[pct-l] PCT Maps (Without bickering)

Bob bobandshell97 at verizon.net
Wed Jan 18 16:34:53 CST 2012


> I'm wondering if maybe a nice solution would be for someone to edit the WP
guides.

Haven't heard recently, but as of last May, when I talked with him, Ben
Schifrin was working hard on updates.

Dr Bob

-----Original Message-----
From: pct-l-bounces at backcountry.net [mailto:pct-l-bounces at backcountry.net]
On Behalf Of Will M
Sent: Wednesday, January 18, 2012 3:23 PM
To: pct-l
Subject: Re: [pct-l] PCT Maps (Without bickering)

Well said Alan.  I'm wondering if maybe a nice solution would be for someone
to edit the WP guides.

A few simple format changes could pull the  data point/mileage markers to
the margin or highligh them in some other way.
It's nice to have the narrative, decriptions of potentail campsites,etc..
but if you spend too much time trying to orient yourself, one could see why
people might just give up and just go to the data books.  I myself, gave up
o the WP maps but carried the other sections to read during my breaks or in
my tent at night.

It would be a shame to lose al of that great info.  I suppose in the near
future we will have some kind of gps activated guide that will beep when we
get to an interesting spot and provide the corresponding narrative via some
sultry robot voice.

> **Data extract**:

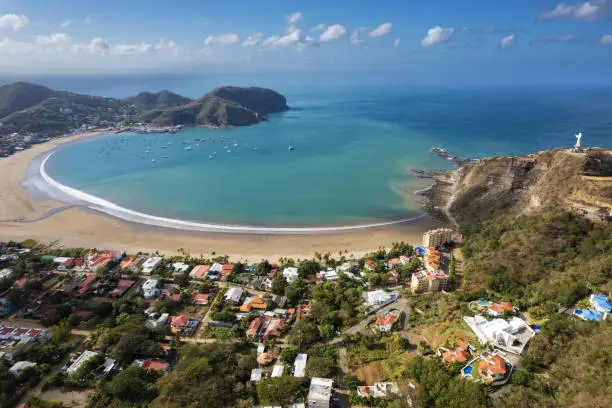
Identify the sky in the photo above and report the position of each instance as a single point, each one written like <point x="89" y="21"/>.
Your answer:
<point x="431" y="40"/>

> **Problem requirements**:
Please transcribe the section of the PCT maps post that opens with the words containing "Bob bobandshell97 at" and closes with "hard on updates.". Rely only on the PCT maps post, not on the material.

> **Task solution**:
Bob bobandshell97 at verizon.net
Wed Jan 18 16:34:53 CST 2012


> I'm wondering if maybe a nice solution would be for someone to edit the WP
guides.

Haven't heard recently, but as of last May, when I talked with him, Ben
Schifrin was working hard on updates.